Given exercise -
Please reproduce, word for word, the stretch of the records below from the line containing "Locate the lattice" through the end of the records, and nothing else.

--- BEGIN Data section ---

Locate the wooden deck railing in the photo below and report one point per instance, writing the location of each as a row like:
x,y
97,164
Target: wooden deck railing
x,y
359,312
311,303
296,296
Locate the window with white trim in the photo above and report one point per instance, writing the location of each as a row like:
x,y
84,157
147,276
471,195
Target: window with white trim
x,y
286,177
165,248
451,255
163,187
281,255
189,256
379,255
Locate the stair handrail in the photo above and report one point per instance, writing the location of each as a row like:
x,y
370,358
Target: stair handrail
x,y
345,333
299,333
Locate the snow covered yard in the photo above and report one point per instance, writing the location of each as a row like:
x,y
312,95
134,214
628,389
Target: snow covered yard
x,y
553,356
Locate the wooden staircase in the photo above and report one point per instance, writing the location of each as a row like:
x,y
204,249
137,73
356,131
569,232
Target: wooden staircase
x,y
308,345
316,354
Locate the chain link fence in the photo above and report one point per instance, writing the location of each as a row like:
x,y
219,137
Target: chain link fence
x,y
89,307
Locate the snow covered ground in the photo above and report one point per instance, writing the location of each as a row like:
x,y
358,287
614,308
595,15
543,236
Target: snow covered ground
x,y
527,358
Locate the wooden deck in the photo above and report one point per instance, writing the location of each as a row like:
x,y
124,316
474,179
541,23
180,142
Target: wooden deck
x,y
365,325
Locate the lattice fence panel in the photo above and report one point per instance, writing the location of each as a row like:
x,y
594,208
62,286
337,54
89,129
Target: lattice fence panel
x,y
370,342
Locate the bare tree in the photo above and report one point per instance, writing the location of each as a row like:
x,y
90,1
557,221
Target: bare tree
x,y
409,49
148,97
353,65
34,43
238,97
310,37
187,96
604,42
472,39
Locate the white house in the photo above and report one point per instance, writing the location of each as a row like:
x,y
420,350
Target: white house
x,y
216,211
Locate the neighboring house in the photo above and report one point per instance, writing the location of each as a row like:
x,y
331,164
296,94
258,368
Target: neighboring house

--- END Data section ---

Solution for this task -
Locate the lattice fence panel in the photo above and report one point per instance, writing the location of each as a row like:
x,y
594,208
62,286
337,54
89,129
Target: lattice fence panel
x,y
370,342
Locate the bare tree in the photo above and report one point per instance, writing the location of each as a row like:
x,y
90,1
557,221
Target: bare tree
x,y
409,49
148,97
353,65
34,43
238,97
310,37
187,96
604,42
472,39
Locate the white house in the photo above and report one point per instance, writing the location of each as a row like:
x,y
420,350
Target: white house
x,y
216,211
Locate the neighboring house in the photo above and report one point per instance, writing the location of each as a row like:
x,y
331,164
296,94
258,368
Target: neighboring house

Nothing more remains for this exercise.